## EXERCISE REQUIREMENTS
Leave the pictures behind and repeat all the entries exactly.

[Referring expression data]
━━━━━━━━━━━━━━━━━━━━

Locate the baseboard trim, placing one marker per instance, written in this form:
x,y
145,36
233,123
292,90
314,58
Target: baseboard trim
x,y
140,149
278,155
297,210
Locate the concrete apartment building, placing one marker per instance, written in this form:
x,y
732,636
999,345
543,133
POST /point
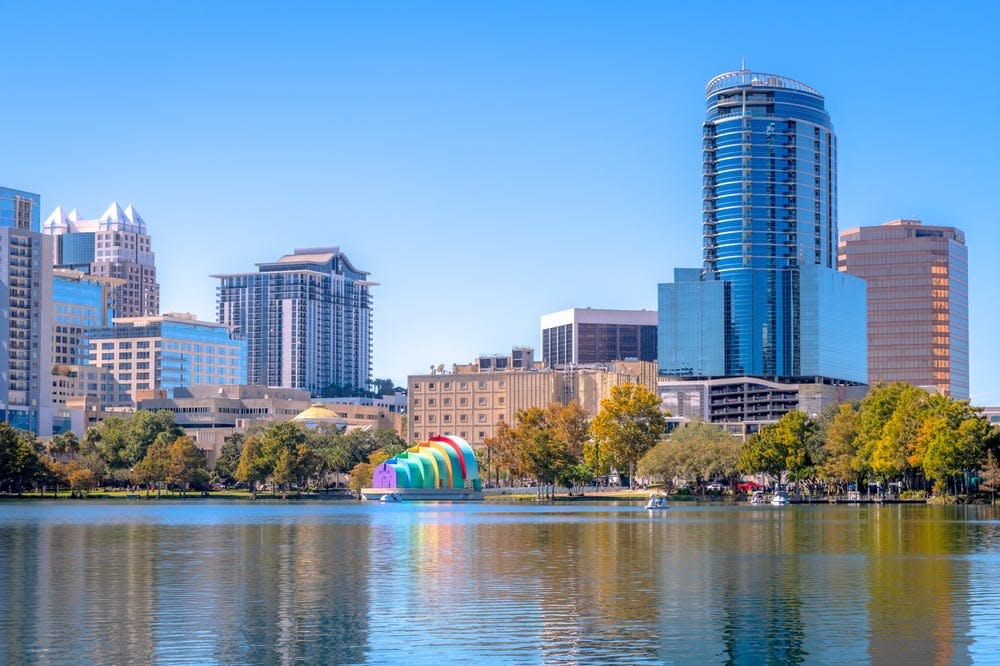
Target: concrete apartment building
x,y
472,399
307,320
25,315
918,302
581,336
116,245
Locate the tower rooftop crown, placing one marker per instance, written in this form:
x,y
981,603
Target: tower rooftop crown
x,y
744,78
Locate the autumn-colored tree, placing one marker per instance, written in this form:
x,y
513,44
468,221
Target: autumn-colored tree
x,y
990,476
154,467
188,466
629,423
699,451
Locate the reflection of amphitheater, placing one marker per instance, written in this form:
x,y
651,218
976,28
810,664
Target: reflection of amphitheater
x,y
442,468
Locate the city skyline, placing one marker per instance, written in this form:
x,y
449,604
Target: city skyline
x,y
483,164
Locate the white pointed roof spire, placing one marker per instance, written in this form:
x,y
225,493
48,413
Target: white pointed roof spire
x,y
133,215
56,220
114,213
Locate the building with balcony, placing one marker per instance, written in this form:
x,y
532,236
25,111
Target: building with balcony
x,y
115,245
25,315
307,320
768,301
918,302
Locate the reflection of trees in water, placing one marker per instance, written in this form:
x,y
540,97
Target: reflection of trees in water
x,y
918,608
298,595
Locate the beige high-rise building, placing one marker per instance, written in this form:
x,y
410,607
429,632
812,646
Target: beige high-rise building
x,y
472,399
114,245
918,302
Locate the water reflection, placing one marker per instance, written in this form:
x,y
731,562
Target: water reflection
x,y
584,584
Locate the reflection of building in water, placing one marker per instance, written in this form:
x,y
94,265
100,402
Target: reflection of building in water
x,y
918,609
298,594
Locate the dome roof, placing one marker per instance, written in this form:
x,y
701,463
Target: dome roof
x,y
318,413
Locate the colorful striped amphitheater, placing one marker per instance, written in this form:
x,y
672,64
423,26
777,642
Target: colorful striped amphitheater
x,y
445,462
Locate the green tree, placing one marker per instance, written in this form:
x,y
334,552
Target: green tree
x,y
699,451
154,468
253,467
546,458
19,457
990,476
81,479
64,444
504,451
188,467
569,424
842,460
628,425
228,459
889,419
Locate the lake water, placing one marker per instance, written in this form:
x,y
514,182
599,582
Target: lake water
x,y
159,582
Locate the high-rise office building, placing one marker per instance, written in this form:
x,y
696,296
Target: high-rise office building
x,y
114,245
168,351
768,300
307,320
80,302
918,302
25,315
586,335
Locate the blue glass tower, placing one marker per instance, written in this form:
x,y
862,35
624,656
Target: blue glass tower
x,y
770,236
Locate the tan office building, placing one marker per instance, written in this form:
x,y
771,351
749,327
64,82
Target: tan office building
x,y
470,401
918,302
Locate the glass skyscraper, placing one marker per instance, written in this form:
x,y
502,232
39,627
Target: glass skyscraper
x,y
770,239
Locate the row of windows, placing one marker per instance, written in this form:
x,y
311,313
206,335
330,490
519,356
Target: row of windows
x,y
447,386
463,434
463,402
463,418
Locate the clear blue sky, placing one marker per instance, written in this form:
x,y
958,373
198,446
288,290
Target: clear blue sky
x,y
486,162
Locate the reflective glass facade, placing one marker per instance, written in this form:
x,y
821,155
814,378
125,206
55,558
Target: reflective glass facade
x,y
19,210
770,213
307,320
78,305
75,250
692,326
168,352
918,302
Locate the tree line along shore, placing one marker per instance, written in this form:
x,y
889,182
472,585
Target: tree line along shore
x,y
920,443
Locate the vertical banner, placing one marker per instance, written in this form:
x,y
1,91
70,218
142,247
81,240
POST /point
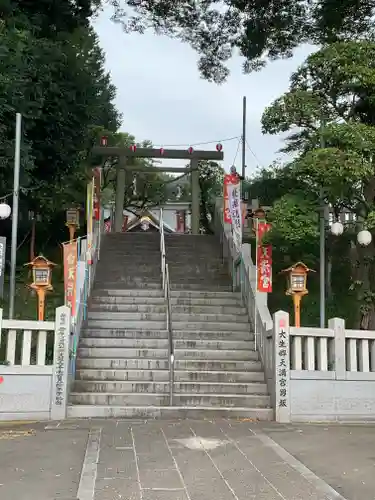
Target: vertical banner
x,y
70,254
229,179
264,260
125,223
234,198
180,221
97,179
3,245
89,217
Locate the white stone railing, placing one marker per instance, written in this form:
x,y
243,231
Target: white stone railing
x,y
34,360
327,350
323,374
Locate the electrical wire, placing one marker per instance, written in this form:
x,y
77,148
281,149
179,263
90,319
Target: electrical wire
x,y
196,144
252,152
238,148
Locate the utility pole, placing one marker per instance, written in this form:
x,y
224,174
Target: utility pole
x,y
16,190
322,243
243,136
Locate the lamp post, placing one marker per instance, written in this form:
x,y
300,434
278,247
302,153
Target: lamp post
x,y
297,287
364,237
72,222
5,211
42,281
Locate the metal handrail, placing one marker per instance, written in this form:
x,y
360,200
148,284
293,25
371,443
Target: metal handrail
x,y
167,297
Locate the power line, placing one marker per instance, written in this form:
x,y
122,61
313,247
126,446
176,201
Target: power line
x,y
238,148
197,143
255,156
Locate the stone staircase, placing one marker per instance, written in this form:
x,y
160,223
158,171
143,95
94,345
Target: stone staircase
x,y
123,367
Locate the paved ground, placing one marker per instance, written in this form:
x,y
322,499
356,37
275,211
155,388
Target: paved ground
x,y
186,460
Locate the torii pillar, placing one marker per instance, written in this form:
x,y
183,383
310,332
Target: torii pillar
x,y
124,154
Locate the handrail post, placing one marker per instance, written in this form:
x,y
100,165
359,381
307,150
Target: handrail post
x,y
166,292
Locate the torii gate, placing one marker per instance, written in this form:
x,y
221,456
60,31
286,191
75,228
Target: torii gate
x,y
123,153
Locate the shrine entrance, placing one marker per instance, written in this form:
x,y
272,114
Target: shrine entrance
x,y
125,154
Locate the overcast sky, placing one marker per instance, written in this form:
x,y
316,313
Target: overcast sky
x,y
163,99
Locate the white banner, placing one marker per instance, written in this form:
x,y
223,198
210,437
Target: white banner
x,y
234,198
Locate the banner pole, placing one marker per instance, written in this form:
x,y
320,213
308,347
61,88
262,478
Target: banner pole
x,y
256,282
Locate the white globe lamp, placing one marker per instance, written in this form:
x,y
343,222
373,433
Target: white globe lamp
x,y
364,238
5,210
337,228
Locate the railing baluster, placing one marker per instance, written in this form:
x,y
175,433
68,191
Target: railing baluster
x,y
11,346
26,348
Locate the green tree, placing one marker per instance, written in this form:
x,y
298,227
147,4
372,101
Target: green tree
x,y
332,94
259,30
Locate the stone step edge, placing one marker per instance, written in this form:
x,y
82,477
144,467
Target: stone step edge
x,y
129,412
94,381
180,394
132,370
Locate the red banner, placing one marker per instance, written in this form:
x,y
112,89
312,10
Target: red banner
x,y
97,185
265,268
181,221
264,260
125,223
70,274
228,179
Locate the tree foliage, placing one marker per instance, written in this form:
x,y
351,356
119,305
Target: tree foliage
x,y
328,112
52,72
259,30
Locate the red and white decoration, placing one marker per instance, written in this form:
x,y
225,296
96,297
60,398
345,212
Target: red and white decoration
x,y
264,260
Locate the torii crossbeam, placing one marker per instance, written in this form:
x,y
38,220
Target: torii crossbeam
x,y
194,156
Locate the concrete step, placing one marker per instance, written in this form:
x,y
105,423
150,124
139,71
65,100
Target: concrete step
x,y
138,308
120,292
130,285
127,316
190,308
116,399
103,363
203,287
209,310
194,387
119,387
124,301
218,376
94,324
124,343
169,412
213,344
106,333
121,374
150,399
206,354
212,335
161,314
205,294
204,365
121,352
207,325
222,400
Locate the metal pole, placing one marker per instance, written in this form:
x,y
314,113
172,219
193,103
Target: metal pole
x,y
322,246
243,136
16,189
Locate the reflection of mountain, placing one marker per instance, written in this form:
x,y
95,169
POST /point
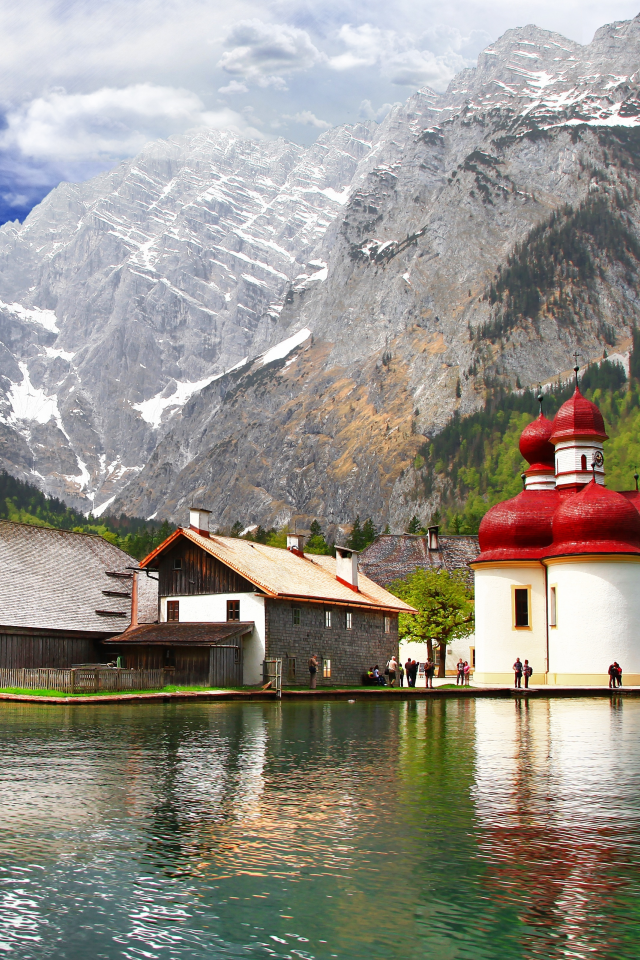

━━━━━━━━━━━━━━━━━━━━

## WRITTEN SOLUTION
Locate the baseboard trim, placing one marker per instance, written in this form:
x,y
145,36
233,123
292,90
314,58
Target: baseboard trim
x,y
140,149
278,155
297,210
Locate the concrete apartment building, placing one marker per instance, written in this form:
x,y
732,636
999,345
543,133
POST /point
Target: concrete apartment building
x,y
472,399
307,320
25,315
918,302
581,336
116,245
Locate the tower rooftop crown, placing one marker per instance, written in this form:
x,y
981,603
Target: tower rooftop crown
x,y
744,78
Locate the autumn-colored tree, placing one marker per instance, written in this form:
x,y
513,44
468,221
Target: autumn-colored tree
x,y
990,476
154,467
188,466
629,423
699,451
Locate the reflection of amphitheater, placing one marker per instance, written in this form:
x,y
651,218
976,28
810,664
Target: reflection of amphitheater
x,y
442,468
Locate the city skyline, placing one marker per instance, written in this form:
x,y
449,604
Target: city skyline
x,y
483,164
Locate the white pointed roof spire, placing one marker per instance, written in this form:
x,y
225,493
48,413
Target: white pointed roof spire
x,y
133,215
56,220
114,213
Locate the building with balcony, placing one marker per instance, written in this form:
x,y
532,236
25,111
Target: building with balcony
x,y
115,245
25,315
307,320
768,301
918,302
Locate the reflection of trees in water, placing one marker per instance, written in this form:
x,y
540,97
Target: reflection of trees in water
x,y
918,608
298,595
Locate the beige high-rise building, placing one marker per instance, written in this form:
x,y
410,607
429,632
812,646
Target: beige high-rise building
x,y
472,399
114,245
918,302
Locate the water reflection, placing one marker per instance, written in this form:
x,y
731,562
Target: water reflection
x,y
584,584
Locate the reflection of building in water, placing one marker per instance, written in this form:
x,y
94,265
100,402
Target: reflection of building in water
x,y
918,609
298,594
Locate the dome roof, placing one marker per instance, written in this form:
x,y
701,463
Target: dome roof
x,y
318,413
Locate the colorful striped amphitheater, placing one marker per instance, written in this form:
x,y
672,64
423,26
777,642
Target: colorful striped amphitheater
x,y
445,462
Locate the green tree, placing one marker per instance, written in this form:
x,y
334,552
Target: green tree
x,y
699,451
154,468
253,467
546,458
19,457
990,476
81,479
64,444
504,451
188,467
569,424
842,460
628,425
228,459
889,419
Locate the lake water, placing one marker per instance, written in this form:
x,y
514,182
599,582
Target: lake water
x,y
159,582
Locate the high-rise office building, placing one marker per instance, written in this form:
x,y
696,296
Target: high-rise office building
x,y
114,245
168,351
768,300
307,320
80,302
918,302
25,315
586,335
Locate the blue glass tower, placing one marker per instance, written in this form:
x,y
862,35
624,656
Target: blue glass tower
x,y
770,236
Locate the tan office building, placing one marker per instance, written in this form:
x,y
771,351
749,327
64,82
Target: tan office building
x,y
470,401
918,302
Locate the glass skyscraper, placing one marker per instance, written in this form:
x,y
502,232
39,627
Target: glass skyscraper
x,y
770,239
Locate the row of windows, placing one marker per instance, written in this form:
x,y
311,313
206,335
330,490
519,356
Target: row of windows
x,y
447,386
463,434
463,402
463,418
Locate the clear blue sky, placing one marker per instance, written in this form:
x,y
958,373
198,446
288,290
Target: clear blue sky
x,y
486,162
Locate the reflective glass facade, placing one marker per instance, written in this form:
x,y
821,155
814,378
125,206
55,558
Target: reflective glass facade
x,y
19,210
770,213
307,320
78,305
75,250
692,326
168,352
918,302
Locate the tree line along shore, placing one marker per instance, written in this form:
x,y
889,182
472,585
Target: tree line along shore
x,y
920,443
Locate the vertical banner, placing one marker per instance, written in this form:
x,y
1,91
70,218
142,247
81,240
POST /point
Target: vertical banner
x,y
70,254
229,179
264,260
125,223
234,198
180,221
97,179
3,245
89,217
Locate the white stone railing, placing one marker per instance, written in this form:
x,y
243,231
Target: white stone railing
x,y
34,360
327,350
323,374
Locate the electrical wire, placing one marker per instance, written in this form:
x,y
77,148
281,149
179,263
90,319
Target: electrical wire
x,y
196,144
252,152
238,148
Locate the utility pole, placing one marker per instance, written in this form:
x,y
224,174
Target: utility pole
x,y
16,190
322,243
243,136
Locate the lamp post, placing one marker per instance, written in this form:
x,y
300,434
278,247
302,153
Target: lamp post
x,y
297,287
364,237
72,222
5,211
42,281
Locate the metal handrail, placing one marker per instance, written in this form:
x,y
360,200
148,284
293,25
371,443
Target: metal handrail
x,y
167,297
Locate the power line, placing one marker per instance, written in this form:
x,y
122,61
313,247
126,446
176,201
Target: power line
x,y
238,148
197,143
255,156
Locate the stone staircase, placing one marker per instance, written in this form:
x,y
160,223
158,171
143,95
94,345
Target: stone staircase
x,y
123,367
Locate the paved ground, placing one marker per instance, written in this form:
x,y
322,499
356,37
275,211
155,388
Target: paved ground
x,y
186,460
Locate the torii pillar, placing one marker per instance, written in this form:
x,y
183,383
310,332
Target: torii pillar
x,y
124,154
Locate the handrail post, placing one marker per instance, written in this form:
x,y
100,165
359,381
307,150
Target: handrail post
x,y
166,292
Locate the torii gate, placing one marker per instance, written in this form:
x,y
221,456
60,31
286,191
75,228
Target: torii gate
x,y
123,153
Locate the shrine entrance, placing one marker per instance, written in this form:
x,y
272,114
Target: shrine entrance
x,y
125,154
Locate the overcast sky, placing one marker per instance, written in this form:
x,y
316,313
Target: overcast sky
x,y
163,99
Locate the white banner, placing one marker per instance, written in this form:
x,y
223,198
210,437
Target: white banner
x,y
234,198
Locate the banner pole, placing one marker per instance, written in this form:
x,y
320,213
308,347
61,88
262,478
Target: banner pole
x,y
256,282
Locate the white globe lamp, placing one marker per instance, written in this form:
x,y
343,222
373,433
Target: white globe lamp
x,y
364,238
5,210
337,228
Locate the railing baluster, placing one marker per instance, written in this form:
x,y
175,433
68,191
Target: railing baluster
x,y
11,346
26,348
Locate the green tree, placing one marker per instance, written in this form:
x,y
298,227
147,4
372,101
Target: green tree
x,y
332,94
259,30
Locate the stone step edge, placing one marker per instance, written in this form:
x,y
82,477
144,467
Target: stone step edge
x,y
129,412
94,381
180,394
132,370
Locate the red banner, placing one marker per instance, written in this form:
x,y
112,89
312,10
Target: red banner
x,y
97,185
265,268
181,221
264,260
125,223
70,274
228,179
Locate the tree foliage, placing one marker per instance, written in this form:
x,y
351,356
119,305
Target: tree foliage
x,y
328,112
52,72
259,30
Locate the red and white decoration, placing one marker per instance, written in this form:
x,y
225,296
96,297
60,398
345,212
Target: red and white decoration
x,y
264,260
Locate the torii crossbeam, placing one marker per instance, written in this form:
x,y
38,220
Target: torii crossbeam
x,y
194,156
Locate the concrete step, placing one marker per instance, written in this form:
x,y
105,423
150,124
139,71
65,100
Target: concrete step
x,y
138,308
120,292
130,285
127,316
190,308
116,399
103,363
203,287
209,310
194,387
119,387
124,301
218,376
94,324
124,343
169,412
213,344
106,333
121,374
150,399
206,354
212,335
161,314
205,294
204,365
121,352
207,325
222,400
Locate the metal pole, placing one marker per instance, written in this form:
x,y
314,113
172,219
193,103
Target: metal pole
x,y
322,246
243,136
16,189
Locate the reflection of mountain, placing one marker per instance, written in this form:
x,y
95,169
POST /point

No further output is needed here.